== Текстовый блок ==

Автор проекта «тщательно работал над выдуманными частями общепролетарского дома», который становится грандиозным миражом.
Землекоп Сафронов горюет, что костер классовой борьбы уже не греет. «Мы не чувствуем жара от костра классовой борьбы, а огонь должен быть: где же тогда греться активному персоналу», — говорит он.
Вощев пытается понять «тайну жизни», «выдумать что-нибудь вроде счастья, а от душевного смысла улучшилась бы производительность», ибо без думы люди действуют бессмысленно.
Вот и кузнец не хочет отпускать своего молотобойца с Чиклиным ликвидировать кулаков: «А ты согласовал с активом вопрос? Ведь в кузне есть промфинплан, а ты его срываешь!»
Тем временем котлован разрастался. Он захватил уже овраг. Да и товарищ Пашкин решил огульно увеличить его не вчетверо, а в шесть раз, дабы «угодить наверняка и забежать вперед главной линии, чтобы впоследствии радостно встретить ее на чистом месте, — и тогда линия увидит его, и он запечатлеется в ней вечной точкой».

===
== Предоставленные данные ==

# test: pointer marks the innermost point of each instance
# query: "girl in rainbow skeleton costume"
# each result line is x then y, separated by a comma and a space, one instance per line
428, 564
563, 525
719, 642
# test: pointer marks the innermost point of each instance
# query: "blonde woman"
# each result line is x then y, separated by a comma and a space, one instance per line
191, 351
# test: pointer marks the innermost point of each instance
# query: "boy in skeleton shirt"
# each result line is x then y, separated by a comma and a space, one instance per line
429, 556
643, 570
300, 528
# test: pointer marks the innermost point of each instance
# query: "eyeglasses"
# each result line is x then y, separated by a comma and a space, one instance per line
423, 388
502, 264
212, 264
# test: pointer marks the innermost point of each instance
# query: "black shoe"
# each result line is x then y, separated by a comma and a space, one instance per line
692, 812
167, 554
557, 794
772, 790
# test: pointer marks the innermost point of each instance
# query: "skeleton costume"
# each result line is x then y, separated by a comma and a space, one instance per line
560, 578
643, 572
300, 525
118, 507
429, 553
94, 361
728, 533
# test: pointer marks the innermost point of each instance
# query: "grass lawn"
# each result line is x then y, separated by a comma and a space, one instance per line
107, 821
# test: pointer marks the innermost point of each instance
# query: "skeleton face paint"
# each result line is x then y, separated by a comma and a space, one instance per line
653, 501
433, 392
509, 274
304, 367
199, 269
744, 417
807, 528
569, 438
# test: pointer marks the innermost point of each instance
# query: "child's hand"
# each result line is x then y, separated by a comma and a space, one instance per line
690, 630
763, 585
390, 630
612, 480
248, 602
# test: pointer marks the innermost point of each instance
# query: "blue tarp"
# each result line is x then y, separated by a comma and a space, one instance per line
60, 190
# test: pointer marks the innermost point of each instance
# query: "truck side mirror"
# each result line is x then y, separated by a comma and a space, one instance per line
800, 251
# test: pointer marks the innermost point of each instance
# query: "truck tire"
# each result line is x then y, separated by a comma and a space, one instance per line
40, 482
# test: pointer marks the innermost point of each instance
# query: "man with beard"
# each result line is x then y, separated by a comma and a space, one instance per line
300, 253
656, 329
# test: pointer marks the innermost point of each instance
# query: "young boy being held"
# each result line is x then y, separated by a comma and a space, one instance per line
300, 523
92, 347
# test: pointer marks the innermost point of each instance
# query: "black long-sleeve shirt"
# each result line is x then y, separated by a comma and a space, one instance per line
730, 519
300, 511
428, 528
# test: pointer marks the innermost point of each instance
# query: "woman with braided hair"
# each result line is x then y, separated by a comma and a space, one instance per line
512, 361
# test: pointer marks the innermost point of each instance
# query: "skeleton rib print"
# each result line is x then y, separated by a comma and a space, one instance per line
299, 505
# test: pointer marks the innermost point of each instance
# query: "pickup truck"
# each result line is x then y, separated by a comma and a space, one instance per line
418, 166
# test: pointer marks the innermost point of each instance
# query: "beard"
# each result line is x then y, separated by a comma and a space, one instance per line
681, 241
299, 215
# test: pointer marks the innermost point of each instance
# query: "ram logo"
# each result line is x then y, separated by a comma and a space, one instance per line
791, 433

===

__Рабочее задание 1__. Перепишите часть фрагмента о котловане, которая начинается словами, содержащими «Вощев пытается понять», и заканчивается словами «люди действуют бессмысленно.», заменив «производительность» на «выработка».
__Рабочее задание 2__. Перечислите всех персонажей фрагмента о котловане, которые названы по фамилии.

__Ответ 1__.
Вощев пытается понять «тайну жизни», «выдумать что-нибудь вроде счастья, а от душевного смысла улучшилась бы выработка», ибо без думы люди действуют бессмысленно.

__Ответ 2__. Сафронов, Вощев, Чиклин, Пашкин